- [PROBLEM]:
Every entry must be echoed exactly.

- [SUPPLIED RECORDS]:
-- Opening Marker --

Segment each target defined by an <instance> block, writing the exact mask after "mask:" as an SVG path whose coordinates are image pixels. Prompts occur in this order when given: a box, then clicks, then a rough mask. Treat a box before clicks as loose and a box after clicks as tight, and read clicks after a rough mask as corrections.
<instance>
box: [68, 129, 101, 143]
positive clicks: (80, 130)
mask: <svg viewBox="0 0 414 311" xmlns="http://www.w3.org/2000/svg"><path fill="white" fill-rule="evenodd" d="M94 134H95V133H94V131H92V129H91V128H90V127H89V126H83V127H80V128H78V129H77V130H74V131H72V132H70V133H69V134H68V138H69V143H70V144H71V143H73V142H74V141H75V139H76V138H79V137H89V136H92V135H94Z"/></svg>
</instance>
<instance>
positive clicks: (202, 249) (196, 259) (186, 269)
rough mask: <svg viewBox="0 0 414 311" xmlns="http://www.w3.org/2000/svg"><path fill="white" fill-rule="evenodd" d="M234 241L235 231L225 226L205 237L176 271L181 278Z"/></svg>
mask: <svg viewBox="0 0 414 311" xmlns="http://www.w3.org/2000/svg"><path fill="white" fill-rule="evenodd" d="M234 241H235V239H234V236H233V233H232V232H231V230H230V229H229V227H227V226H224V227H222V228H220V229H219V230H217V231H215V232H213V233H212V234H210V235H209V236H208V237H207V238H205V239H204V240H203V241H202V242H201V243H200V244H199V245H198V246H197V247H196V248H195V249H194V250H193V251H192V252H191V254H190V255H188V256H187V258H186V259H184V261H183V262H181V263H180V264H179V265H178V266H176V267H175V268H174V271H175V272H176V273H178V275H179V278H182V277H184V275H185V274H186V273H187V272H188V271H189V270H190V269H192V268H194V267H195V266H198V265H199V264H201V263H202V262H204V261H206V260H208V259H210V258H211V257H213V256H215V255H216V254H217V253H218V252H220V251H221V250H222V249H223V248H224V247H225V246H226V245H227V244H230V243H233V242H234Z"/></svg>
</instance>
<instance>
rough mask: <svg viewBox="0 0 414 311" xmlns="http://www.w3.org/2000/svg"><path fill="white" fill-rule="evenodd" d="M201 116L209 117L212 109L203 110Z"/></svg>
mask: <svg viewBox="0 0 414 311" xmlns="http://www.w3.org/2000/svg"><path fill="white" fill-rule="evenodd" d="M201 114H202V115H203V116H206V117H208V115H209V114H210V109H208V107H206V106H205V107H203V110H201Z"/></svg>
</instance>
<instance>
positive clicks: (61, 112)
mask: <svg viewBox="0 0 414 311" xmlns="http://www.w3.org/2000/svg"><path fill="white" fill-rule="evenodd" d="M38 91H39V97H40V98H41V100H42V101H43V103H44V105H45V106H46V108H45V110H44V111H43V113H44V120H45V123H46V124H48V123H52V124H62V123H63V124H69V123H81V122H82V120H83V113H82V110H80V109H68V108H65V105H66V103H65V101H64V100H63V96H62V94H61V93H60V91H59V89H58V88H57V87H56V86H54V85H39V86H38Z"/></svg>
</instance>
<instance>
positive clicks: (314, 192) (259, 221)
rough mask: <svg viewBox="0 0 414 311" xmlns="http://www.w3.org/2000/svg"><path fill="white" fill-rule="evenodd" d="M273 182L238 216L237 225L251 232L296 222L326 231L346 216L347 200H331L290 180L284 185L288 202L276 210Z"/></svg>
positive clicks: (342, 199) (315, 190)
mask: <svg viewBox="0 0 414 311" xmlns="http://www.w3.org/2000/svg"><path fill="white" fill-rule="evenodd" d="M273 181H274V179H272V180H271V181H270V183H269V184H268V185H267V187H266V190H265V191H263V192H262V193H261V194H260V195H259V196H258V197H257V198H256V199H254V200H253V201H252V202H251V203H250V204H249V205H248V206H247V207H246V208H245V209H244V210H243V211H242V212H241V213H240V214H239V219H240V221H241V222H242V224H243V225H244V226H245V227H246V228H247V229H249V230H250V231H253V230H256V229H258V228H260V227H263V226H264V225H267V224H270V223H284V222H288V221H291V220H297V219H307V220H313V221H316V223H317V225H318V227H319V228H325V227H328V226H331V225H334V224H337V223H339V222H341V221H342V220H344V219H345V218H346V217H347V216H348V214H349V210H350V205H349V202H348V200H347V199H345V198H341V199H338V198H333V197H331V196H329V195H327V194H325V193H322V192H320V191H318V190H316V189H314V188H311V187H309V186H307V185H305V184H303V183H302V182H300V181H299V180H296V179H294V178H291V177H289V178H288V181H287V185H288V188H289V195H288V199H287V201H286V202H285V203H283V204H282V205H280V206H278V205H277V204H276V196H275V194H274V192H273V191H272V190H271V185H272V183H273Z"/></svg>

-- Closing Marker --

- [FINISHED EXERCISE]:
Segment each target defined by an <instance> block, writing the exact mask after "mask:" as an SVG path whose coordinates are image pixels. Prompts occur in this order when given: a box, then clicks, then a rough mask. Treat a box before clicks as loose and a box after clicks as tight, and read clicks after a rough mask as corrections.
<instance>
box: [68, 129, 101, 143]
positive clicks: (80, 130)
mask: <svg viewBox="0 0 414 311" xmlns="http://www.w3.org/2000/svg"><path fill="white" fill-rule="evenodd" d="M94 134H95V133H94V131H92V129H91V128H90V127H89V126H83V127H80V128H78V129H77V130H74V131H72V132H70V133H69V134H68V138H69V143H70V144H71V143H73V142H74V141H75V139H76V138H79V137H89V136H92V135H94Z"/></svg>
</instance>
<instance>
positive clicks: (202, 249) (196, 259) (186, 269)
rough mask: <svg viewBox="0 0 414 311" xmlns="http://www.w3.org/2000/svg"><path fill="white" fill-rule="evenodd" d="M234 241L235 231L225 226L205 237L176 271L181 278Z"/></svg>
mask: <svg viewBox="0 0 414 311" xmlns="http://www.w3.org/2000/svg"><path fill="white" fill-rule="evenodd" d="M234 241H235V239H234V236H233V233H232V232H231V230H230V229H229V227H227V226H224V227H222V228H220V229H219V230H217V231H215V232H213V233H212V234H210V235H209V236H208V237H207V238H205V239H204V240H203V241H202V242H201V243H200V244H199V245H198V246H197V247H196V248H195V249H194V250H193V251H192V252H191V254H190V255H188V256H187V258H186V259H184V261H183V262H181V263H180V264H179V265H178V266H176V267H175V268H174V271H175V272H176V273H178V275H179V278H182V277H184V275H185V274H186V273H187V272H188V271H189V270H190V269H192V268H194V267H195V266H198V265H199V264H201V263H202V262H204V261H206V260H208V259H210V258H211V257H213V256H215V255H216V254H217V253H218V252H220V251H221V250H222V249H223V248H224V247H225V246H226V245H227V244H230V243H233V242H234Z"/></svg>
</instance>
<instance>
rough mask: <svg viewBox="0 0 414 311" xmlns="http://www.w3.org/2000/svg"><path fill="white" fill-rule="evenodd" d="M201 116L209 117L212 109L203 110Z"/></svg>
mask: <svg viewBox="0 0 414 311" xmlns="http://www.w3.org/2000/svg"><path fill="white" fill-rule="evenodd" d="M201 114H202V115H203V116H206V117H208V115H209V114H210V109H208V107H206V106H205V107H203V110H201Z"/></svg>
</instance>
<instance>
positive clicks: (61, 112)
mask: <svg viewBox="0 0 414 311" xmlns="http://www.w3.org/2000/svg"><path fill="white" fill-rule="evenodd" d="M38 91H39V97H40V98H41V100H42V101H43V103H44V105H45V106H46V108H45V110H44V111H43V113H44V120H45V123H46V124H48V123H52V124H62V123H63V124H69V123H81V122H82V120H83V113H82V110H80V109H68V108H65V105H66V103H65V101H64V100H63V96H62V94H61V93H60V91H59V89H58V88H57V87H56V86H54V85H39V86H38Z"/></svg>
</instance>
<instance>
positive clicks: (314, 192) (259, 221)
rough mask: <svg viewBox="0 0 414 311" xmlns="http://www.w3.org/2000/svg"><path fill="white" fill-rule="evenodd" d="M273 182L238 216L237 225L251 232L296 222L326 231L346 216L347 200H331L290 180L284 185L288 202L276 210Z"/></svg>
positive clicks: (342, 199) (315, 190)
mask: <svg viewBox="0 0 414 311" xmlns="http://www.w3.org/2000/svg"><path fill="white" fill-rule="evenodd" d="M273 181H274V179H272V180H271V181H270V183H269V184H268V185H267V187H266V190H265V191H263V192H262V193H261V194H260V195H259V196H258V197H257V198H256V199H254V200H253V201H252V202H251V203H250V204H249V205H248V206H247V207H246V208H245V209H244V210H243V211H242V212H241V213H240V214H239V219H240V221H241V222H242V224H243V225H244V226H245V227H246V228H247V229H249V230H250V231H253V230H256V229H258V228H260V227H263V226H264V225H267V224H270V223H284V222H288V221H291V220H297V219H307V220H313V221H316V223H317V225H318V227H319V228H325V227H328V226H331V225H334V224H337V223H339V222H341V221H342V220H344V219H345V218H346V217H347V216H348V214H349V210H350V205H349V202H348V200H347V199H345V198H341V199H338V198H333V197H331V196H329V195H327V194H325V193H322V192H320V191H318V190H316V189H314V188H311V187H309V186H307V185H305V184H303V183H302V182H300V181H299V180H296V179H294V178H291V177H289V178H288V181H287V185H288V188H289V195H288V199H287V201H286V202H285V203H283V204H282V205H280V206H278V205H277V204H276V196H275V194H274V192H273V191H272V190H271V185H272V183H273Z"/></svg>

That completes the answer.